- [TASK BRIEF]
List every line in the items below that contains the string "roof". Case counts.

- [ROWS]
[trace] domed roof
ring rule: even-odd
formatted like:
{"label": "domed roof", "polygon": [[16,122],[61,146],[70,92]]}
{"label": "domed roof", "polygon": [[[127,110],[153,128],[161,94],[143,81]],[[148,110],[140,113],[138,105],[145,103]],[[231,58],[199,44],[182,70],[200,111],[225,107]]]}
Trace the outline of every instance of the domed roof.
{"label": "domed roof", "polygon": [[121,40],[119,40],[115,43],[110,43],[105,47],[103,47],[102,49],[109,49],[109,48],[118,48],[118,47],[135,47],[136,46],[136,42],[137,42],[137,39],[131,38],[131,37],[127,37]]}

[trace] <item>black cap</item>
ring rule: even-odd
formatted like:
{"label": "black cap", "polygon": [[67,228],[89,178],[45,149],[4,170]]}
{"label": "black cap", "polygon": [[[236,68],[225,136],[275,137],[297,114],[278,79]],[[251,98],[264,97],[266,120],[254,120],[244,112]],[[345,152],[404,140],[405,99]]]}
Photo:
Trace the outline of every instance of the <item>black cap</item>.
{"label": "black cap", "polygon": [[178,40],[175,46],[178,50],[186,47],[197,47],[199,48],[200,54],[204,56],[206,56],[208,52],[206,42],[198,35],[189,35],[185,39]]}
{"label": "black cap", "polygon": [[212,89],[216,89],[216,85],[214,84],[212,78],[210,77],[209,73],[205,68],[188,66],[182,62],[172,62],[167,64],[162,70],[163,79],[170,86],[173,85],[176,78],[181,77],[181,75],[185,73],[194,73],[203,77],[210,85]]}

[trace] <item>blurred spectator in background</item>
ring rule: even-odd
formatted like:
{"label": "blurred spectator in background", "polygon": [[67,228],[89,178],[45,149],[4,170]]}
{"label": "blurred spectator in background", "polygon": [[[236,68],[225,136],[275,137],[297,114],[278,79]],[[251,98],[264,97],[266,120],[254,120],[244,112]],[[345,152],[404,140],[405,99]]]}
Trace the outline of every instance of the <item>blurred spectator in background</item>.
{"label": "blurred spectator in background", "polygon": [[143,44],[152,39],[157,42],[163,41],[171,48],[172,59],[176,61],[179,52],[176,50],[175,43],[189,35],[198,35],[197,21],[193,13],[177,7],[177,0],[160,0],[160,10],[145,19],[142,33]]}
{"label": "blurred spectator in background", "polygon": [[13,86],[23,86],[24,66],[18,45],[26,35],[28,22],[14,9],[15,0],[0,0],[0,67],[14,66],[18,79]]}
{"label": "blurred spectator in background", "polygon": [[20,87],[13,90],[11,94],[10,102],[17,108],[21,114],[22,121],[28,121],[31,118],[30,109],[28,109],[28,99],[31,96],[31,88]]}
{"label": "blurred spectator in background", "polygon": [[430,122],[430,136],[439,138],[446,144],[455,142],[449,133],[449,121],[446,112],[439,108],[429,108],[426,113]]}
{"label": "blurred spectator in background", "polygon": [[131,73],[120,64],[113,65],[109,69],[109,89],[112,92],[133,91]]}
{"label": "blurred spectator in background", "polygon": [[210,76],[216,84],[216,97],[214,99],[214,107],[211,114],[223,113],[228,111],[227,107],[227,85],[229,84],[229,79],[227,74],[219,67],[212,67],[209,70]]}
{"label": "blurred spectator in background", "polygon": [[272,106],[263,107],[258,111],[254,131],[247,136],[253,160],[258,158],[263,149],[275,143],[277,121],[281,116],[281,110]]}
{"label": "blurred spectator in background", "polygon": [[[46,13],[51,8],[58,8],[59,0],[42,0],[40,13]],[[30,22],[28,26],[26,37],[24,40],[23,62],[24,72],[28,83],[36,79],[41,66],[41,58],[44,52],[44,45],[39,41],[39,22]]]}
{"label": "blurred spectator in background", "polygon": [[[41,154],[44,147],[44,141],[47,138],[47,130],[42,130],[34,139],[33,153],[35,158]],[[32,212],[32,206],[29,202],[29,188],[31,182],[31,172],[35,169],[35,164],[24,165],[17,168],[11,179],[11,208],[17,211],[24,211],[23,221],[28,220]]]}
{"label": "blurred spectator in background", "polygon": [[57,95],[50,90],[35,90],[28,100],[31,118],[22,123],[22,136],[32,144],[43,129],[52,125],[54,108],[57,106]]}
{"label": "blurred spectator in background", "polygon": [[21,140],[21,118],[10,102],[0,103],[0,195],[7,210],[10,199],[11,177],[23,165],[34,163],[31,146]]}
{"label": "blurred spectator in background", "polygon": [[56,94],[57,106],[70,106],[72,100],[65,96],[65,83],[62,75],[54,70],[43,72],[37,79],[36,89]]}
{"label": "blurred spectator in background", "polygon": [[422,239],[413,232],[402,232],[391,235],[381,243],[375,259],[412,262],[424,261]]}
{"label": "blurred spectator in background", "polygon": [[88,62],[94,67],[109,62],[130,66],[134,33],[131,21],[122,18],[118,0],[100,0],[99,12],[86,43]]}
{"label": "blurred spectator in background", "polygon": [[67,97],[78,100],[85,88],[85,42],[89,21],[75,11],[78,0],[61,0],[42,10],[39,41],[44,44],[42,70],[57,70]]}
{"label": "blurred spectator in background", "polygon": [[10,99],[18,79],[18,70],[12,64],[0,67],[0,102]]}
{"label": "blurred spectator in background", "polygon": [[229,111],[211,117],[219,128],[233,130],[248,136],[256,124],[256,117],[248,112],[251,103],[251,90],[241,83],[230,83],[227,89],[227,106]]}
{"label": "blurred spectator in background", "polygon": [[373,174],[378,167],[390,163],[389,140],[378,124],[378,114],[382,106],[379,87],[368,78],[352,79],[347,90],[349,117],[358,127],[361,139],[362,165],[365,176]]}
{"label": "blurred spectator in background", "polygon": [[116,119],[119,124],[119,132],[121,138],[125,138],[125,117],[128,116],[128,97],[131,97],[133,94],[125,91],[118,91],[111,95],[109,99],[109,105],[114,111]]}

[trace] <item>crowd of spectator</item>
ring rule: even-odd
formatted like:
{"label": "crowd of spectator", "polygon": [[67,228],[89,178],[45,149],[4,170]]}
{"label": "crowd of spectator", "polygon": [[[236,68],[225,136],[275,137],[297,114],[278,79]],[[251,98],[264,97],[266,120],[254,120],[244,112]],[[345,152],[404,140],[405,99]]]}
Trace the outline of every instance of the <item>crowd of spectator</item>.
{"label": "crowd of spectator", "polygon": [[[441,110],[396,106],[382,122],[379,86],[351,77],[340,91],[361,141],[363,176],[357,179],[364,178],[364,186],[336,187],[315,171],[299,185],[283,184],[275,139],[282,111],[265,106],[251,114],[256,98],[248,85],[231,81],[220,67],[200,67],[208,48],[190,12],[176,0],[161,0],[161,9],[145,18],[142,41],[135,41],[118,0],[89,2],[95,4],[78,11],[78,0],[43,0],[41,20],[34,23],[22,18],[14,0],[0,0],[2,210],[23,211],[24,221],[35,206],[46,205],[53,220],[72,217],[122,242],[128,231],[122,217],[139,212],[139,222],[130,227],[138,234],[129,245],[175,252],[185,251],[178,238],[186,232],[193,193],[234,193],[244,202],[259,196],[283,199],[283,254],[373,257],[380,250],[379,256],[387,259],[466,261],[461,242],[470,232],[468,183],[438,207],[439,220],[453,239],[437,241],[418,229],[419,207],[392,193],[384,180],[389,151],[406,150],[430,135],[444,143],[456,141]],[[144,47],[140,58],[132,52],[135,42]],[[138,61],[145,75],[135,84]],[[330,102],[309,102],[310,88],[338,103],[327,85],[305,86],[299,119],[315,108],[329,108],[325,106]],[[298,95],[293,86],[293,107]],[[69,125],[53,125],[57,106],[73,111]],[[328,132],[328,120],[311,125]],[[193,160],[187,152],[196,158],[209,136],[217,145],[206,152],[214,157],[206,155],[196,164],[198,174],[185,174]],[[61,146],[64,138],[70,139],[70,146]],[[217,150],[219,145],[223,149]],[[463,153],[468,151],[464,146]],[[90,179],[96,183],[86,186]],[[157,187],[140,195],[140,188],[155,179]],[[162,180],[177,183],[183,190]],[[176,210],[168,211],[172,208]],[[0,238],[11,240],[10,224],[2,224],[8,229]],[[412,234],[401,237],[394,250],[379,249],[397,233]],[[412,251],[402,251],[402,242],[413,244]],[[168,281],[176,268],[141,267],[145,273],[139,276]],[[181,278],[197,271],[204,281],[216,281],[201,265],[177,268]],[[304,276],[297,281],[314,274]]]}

- [FULL OUTPUT]
[trace] domed roof
{"label": "domed roof", "polygon": [[16,122],[61,146],[70,92]]}
{"label": "domed roof", "polygon": [[[127,110],[153,128],[161,94],[143,81]],[[148,110],[140,113],[138,105],[145,103]],[[231,58],[199,44],[182,70],[200,111],[225,107]]]}
Trace the outline of every instance of the domed roof.
{"label": "domed roof", "polygon": [[121,40],[119,40],[115,43],[110,43],[105,47],[103,47],[102,49],[109,49],[109,48],[118,48],[118,47],[135,47],[136,46],[136,42],[137,42],[137,39],[131,38],[131,37],[127,37]]}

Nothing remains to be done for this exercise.